- **Page extract**
* * * * *
By Betsy Sharkey, Los Angeles Times Film Critic
6:45 PM EDT, September 19, 2013
"Mother of George" is an unexpected gem about true love, infertility and a meddling mother-in-law. The couple under duress is part of Brooklyn's close-knit Nigerian immigrant community. Not a side of that borough we usually see.
But it is the kind of distinctive, culture-driven drama from emerging filmmakers that I wish we saw more of. Darci Picoult's screenplay is refreshingly spare and alive with energy in director Andrew Dosunmu's hands.
The Nigerian-born Dosunmu knows the New York immigrant experience firsthand. He got his start directing videos for Common, Wyclef Jean and Aaron Neville among others, and he splits his time between the city and his birthplace, Lagos.
In his first film, 2011's "Restless City," love is a complication for an immigrant artist playing music around New York's fringes. In "Mother of George," Adenike (Danai Gurira) and Ayodele (Isaach De Bankole) are very much in love. Conflicting cultures are the problem.
It begins with a traditional Nigerian wedding in a crowded Brooklyn apartment. The idea of children — one who will be named George — is woven throughout the words blessing their union. The colors are vibrant; the couple are beautiful. As their ideas about life in this land evolve, the images on-screen move between blurred and crisp, underscoring confusion and clarity. Cinematographer Bradford Young won the top prize at Sundance in January for his work on this film and another, "Ain't Them Bodies Saints."
Despite their best efforts, 18 months after the wedding there is still no baby. Adenike's mother-in-law (Bukky Ajayi) presses a bitter tea, a visit to a shaman, and the idea of letting her son take another woman. This does not sit well.
* * * * *
- **Activity**
Quote the review of "Mother of George" verbatim, from "By Betsy Sharkey, Los" through "his birthplace, Lagos.". The material that follows has no connection to the film review above.

Photographic referring expression data
* * * * *
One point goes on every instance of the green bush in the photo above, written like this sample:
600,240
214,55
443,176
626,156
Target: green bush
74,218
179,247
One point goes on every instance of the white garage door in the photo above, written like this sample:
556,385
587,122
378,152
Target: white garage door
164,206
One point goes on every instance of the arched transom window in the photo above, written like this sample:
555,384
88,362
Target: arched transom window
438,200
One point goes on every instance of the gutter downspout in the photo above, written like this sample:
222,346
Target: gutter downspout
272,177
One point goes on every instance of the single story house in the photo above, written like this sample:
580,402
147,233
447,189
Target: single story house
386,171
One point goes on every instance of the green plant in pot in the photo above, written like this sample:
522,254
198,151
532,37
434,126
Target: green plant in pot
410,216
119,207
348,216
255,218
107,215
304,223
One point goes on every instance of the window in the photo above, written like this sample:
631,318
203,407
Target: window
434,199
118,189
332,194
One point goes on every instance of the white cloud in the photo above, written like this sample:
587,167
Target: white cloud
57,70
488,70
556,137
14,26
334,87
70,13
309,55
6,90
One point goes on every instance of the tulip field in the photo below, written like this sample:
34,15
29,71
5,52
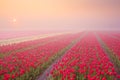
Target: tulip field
72,56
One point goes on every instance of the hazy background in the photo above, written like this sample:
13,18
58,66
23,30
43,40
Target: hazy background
59,15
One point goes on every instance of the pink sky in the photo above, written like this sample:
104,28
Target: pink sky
59,15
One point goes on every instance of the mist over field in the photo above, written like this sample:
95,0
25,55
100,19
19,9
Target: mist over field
59,39
59,15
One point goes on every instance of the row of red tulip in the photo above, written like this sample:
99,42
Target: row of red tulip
12,47
112,43
85,61
28,64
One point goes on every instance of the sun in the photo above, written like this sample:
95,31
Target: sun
14,20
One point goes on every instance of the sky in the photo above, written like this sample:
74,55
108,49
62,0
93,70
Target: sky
59,15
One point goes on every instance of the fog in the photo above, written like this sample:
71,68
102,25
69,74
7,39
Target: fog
59,15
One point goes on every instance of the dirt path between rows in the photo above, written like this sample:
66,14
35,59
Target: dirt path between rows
108,53
44,76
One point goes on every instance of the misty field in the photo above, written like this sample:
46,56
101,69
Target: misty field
64,56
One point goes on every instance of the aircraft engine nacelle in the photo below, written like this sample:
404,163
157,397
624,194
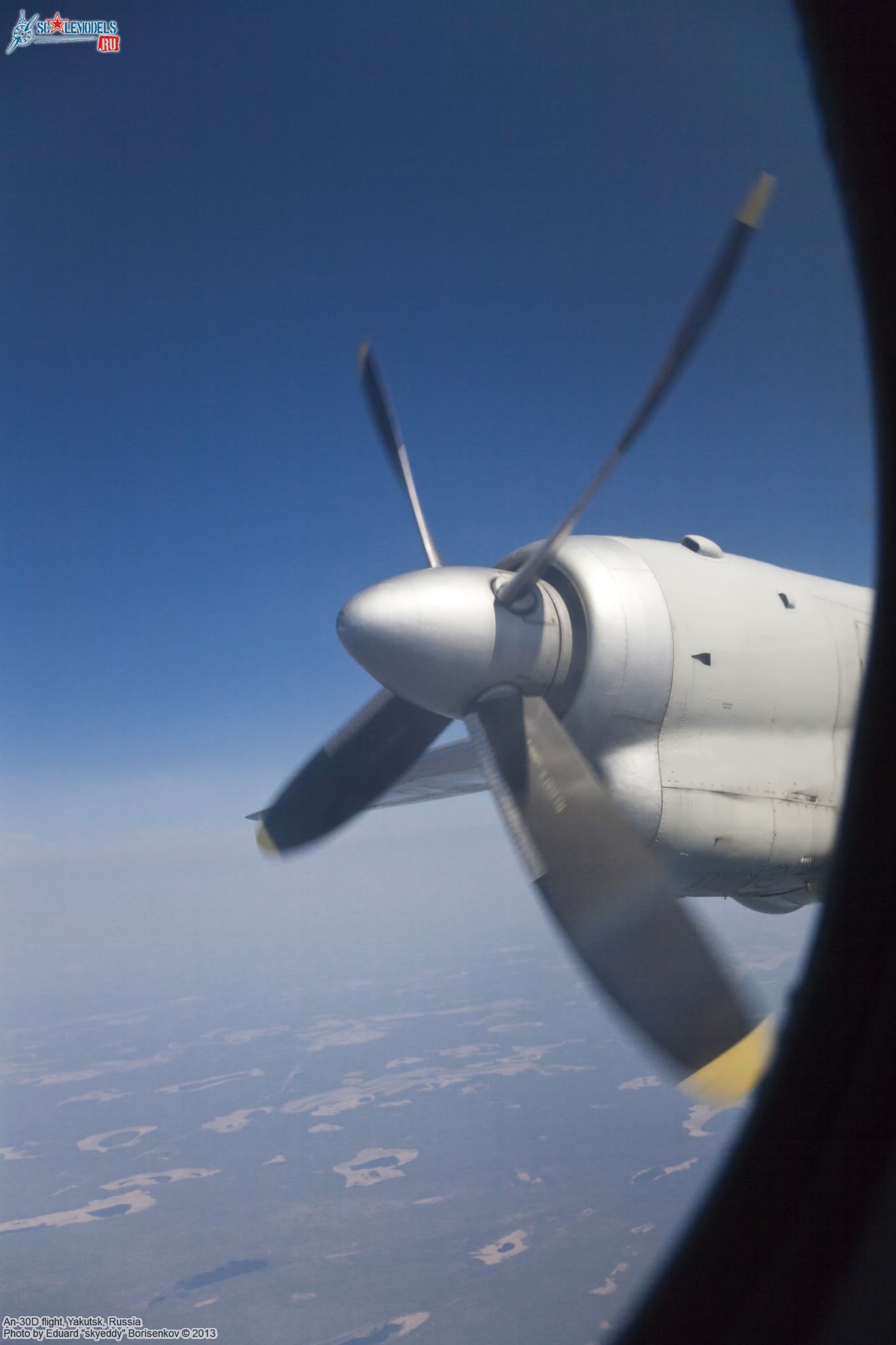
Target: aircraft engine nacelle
716,698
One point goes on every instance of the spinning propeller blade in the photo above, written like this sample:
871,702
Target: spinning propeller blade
612,896
359,763
390,435
459,643
703,309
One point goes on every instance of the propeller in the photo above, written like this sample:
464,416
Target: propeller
610,894
703,310
489,648
359,763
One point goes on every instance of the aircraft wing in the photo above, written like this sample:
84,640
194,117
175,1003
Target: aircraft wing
440,774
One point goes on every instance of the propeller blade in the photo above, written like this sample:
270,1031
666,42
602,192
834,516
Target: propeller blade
613,899
703,309
393,441
359,763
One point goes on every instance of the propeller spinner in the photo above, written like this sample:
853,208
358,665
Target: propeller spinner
489,646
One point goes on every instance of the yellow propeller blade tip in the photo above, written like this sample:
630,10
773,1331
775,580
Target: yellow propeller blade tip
264,841
736,1071
757,202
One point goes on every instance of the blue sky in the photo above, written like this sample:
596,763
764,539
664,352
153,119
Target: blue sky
513,201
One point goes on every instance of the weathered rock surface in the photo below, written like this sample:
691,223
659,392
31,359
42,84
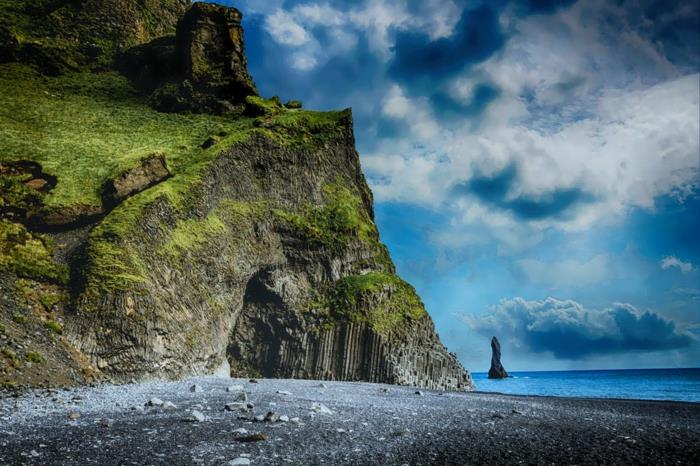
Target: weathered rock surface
150,171
262,256
496,371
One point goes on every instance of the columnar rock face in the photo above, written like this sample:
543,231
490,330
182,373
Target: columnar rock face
496,371
251,243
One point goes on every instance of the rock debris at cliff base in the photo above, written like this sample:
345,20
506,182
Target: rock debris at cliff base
302,422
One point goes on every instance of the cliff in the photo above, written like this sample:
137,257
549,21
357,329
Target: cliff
159,219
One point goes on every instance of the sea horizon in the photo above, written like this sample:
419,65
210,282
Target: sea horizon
670,384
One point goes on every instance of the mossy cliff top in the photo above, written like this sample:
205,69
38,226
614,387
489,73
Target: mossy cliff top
152,203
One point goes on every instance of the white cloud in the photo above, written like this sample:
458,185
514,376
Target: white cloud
285,30
616,121
669,262
567,272
569,330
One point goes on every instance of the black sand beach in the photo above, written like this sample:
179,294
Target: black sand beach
367,424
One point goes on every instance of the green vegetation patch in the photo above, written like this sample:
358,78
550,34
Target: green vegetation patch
86,128
35,357
54,326
28,254
382,300
11,357
339,220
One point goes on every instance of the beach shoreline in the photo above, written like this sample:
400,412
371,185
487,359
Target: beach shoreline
360,423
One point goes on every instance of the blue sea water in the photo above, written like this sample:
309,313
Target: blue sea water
646,384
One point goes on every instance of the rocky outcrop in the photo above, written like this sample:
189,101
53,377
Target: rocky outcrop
151,170
255,248
496,371
203,69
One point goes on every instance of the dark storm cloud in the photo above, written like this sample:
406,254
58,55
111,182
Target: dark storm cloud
421,62
495,190
569,331
542,6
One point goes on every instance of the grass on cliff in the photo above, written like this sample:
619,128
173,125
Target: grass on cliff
86,128
28,255
341,218
382,300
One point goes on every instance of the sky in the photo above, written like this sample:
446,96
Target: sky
535,164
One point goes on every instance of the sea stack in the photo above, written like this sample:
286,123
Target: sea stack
497,371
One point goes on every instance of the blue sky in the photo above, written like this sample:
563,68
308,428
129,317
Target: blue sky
535,163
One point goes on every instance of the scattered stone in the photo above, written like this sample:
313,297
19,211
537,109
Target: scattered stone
106,423
154,402
496,371
293,104
238,407
196,388
240,461
210,141
259,437
195,416
320,408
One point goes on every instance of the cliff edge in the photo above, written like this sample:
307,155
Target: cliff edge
159,219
* * * * *
- **Response to the task**
By Betsy Sharkey, Los Angeles Times Film Critic
6:45 PM EDT, September 19, 2013
"Mother of George" is an unexpected gem about true love, infertility and a meddling mother-in-law. The couple under duress is part of Brooklyn's close-knit Nigerian immigrant community. Not a side of that borough we usually see.
But it is the kind of distinctive, culture-driven drama from emerging filmmakers that I wish we saw more of. Darci Picoult's screenplay is refreshingly spare and alive with energy in director Andrew Dosunmu's hands.
The Nigerian-born Dosunmu knows the New York immigrant experience firsthand. He got his start directing videos for Common, Wyclef Jean and Aaron Neville among others, and he splits his time between the city and his birthplace, Lagos.